> [ABOUT THIS TASK] Locate every line below that contains the word "query" and copy it.

Image-backed grounding data:
━━━━━━━━

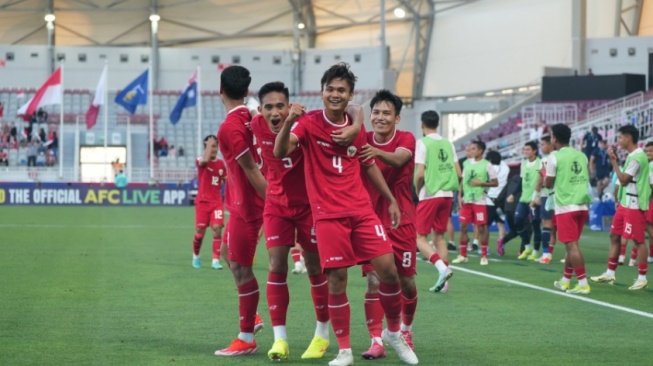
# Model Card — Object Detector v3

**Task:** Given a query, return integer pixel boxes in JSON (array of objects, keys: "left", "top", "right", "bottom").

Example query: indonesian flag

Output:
[
  {"left": 17, "top": 67, "right": 62, "bottom": 118},
  {"left": 85, "top": 65, "right": 107, "bottom": 129},
  {"left": 16, "top": 89, "right": 25, "bottom": 99}
]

━━━━━━━━

> [EXERCISE OUTPUT]
**Task:** Given a query, return integer pixel boxes in JSON (array of objects, keys: "left", "top", "right", "bottom").
Example query: indonesian flag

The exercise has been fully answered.